### What you have to do
Express each line of the listing below as a JSON array of strings, one string per line, and omit any blank lines.

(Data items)
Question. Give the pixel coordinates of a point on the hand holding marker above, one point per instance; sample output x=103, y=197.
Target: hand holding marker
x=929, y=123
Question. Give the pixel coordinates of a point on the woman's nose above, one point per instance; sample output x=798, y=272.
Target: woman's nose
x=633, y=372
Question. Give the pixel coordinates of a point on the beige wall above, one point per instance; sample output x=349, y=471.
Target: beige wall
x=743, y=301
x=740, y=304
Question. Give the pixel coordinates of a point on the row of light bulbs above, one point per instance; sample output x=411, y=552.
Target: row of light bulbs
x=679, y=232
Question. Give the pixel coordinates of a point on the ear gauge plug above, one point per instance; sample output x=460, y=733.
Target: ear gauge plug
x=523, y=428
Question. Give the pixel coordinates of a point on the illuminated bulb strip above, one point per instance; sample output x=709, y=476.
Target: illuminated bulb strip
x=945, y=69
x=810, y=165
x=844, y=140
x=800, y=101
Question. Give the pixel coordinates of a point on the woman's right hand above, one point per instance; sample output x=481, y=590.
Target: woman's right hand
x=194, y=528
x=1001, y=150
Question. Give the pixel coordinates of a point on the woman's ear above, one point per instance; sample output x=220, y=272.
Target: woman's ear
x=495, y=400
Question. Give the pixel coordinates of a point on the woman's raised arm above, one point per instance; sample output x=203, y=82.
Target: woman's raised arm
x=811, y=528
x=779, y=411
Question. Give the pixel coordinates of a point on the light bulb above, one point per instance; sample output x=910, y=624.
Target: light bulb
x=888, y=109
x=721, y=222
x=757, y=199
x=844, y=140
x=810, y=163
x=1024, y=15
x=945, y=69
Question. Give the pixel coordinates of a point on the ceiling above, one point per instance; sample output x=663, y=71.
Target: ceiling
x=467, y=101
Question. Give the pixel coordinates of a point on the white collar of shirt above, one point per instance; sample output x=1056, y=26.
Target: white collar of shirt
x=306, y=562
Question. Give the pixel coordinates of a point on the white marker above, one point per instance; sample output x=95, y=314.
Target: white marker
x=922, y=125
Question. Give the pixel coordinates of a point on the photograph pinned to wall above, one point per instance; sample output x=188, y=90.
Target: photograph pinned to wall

### Answer to this task
[
  "Question. Give the pixel coordinates of a point on the hand holding marker above, one point per instance; sample output x=103, y=197.",
  "Target: hand holding marker",
  "x=929, y=123",
  "Question. Give the pixel coordinates of a point on the woman's nose above, one point per instance; sample output x=798, y=272.",
  "Target: woman's nose",
  "x=633, y=372",
  "Question. Give the pixel coordinates of a point on the beige wall above, one point per instance; sample output x=349, y=471.",
  "Target: beige wall",
  "x=743, y=301",
  "x=740, y=304",
  "Question. Give the pixel coordinates of a point on the row of light bulbs above, one point per instance; sample output x=411, y=552.",
  "Target: row of light bulbs",
  "x=679, y=232",
  "Question. Give the pixel coordinates of a point on the ear gauge plug above, one point per instance; sample output x=460, y=733.",
  "Target: ear gauge plug",
  "x=523, y=428",
  "Question. Give the pixel coordinates of a point on the illuminated bulb strip above, one point per instance; sample output x=709, y=476.",
  "Target: illuminated bulb strip",
  "x=945, y=69",
  "x=810, y=165",
  "x=844, y=140",
  "x=800, y=101",
  "Question. Give the pixel coordinates of a point on the woman's right hand above, one point per instance; sample output x=481, y=590.",
  "Target: woman's right hand",
  "x=194, y=528",
  "x=1001, y=150",
  "Question. Give the pixel coordinates of a point on the woman's ear above, one point per instance; sample output x=220, y=272.",
  "Target: woman's ear",
  "x=495, y=400",
  "Question. Give the pixel coordinates of a point on the woman's raised arm above, one point per instance; sample output x=203, y=82.",
  "Target: woman's raised arm",
  "x=811, y=528",
  "x=779, y=411",
  "Question. Give the pixel coordinates of a point on the light bulb above, one point per instance; sample output x=910, y=624.",
  "Target: light bulb",
  "x=888, y=109",
  "x=721, y=222",
  "x=757, y=199",
  "x=844, y=140",
  "x=810, y=163",
  "x=1024, y=15",
  "x=945, y=69",
  "Question. Give the pixel coordinates of a point on the ceiling above, one point per instance; sample output x=663, y=71.",
  "Target: ceiling",
  "x=467, y=101",
  "Question. Give the pixel coordinates of a point on the white collar of shirt above, one point per instance; sample output x=1056, y=26.",
  "Target: white collar of shirt",
  "x=306, y=562",
  "Question. Give the pixel coordinates of a point on the white marker above, one point per instance; sample output x=95, y=314.",
  "Target: white marker",
  "x=922, y=125",
  "Question. Give the pixel coordinates of a point on the photograph pinned to wall above, one point per instance; sample output x=188, y=90.",
  "Target: photograph pinned to wall"
]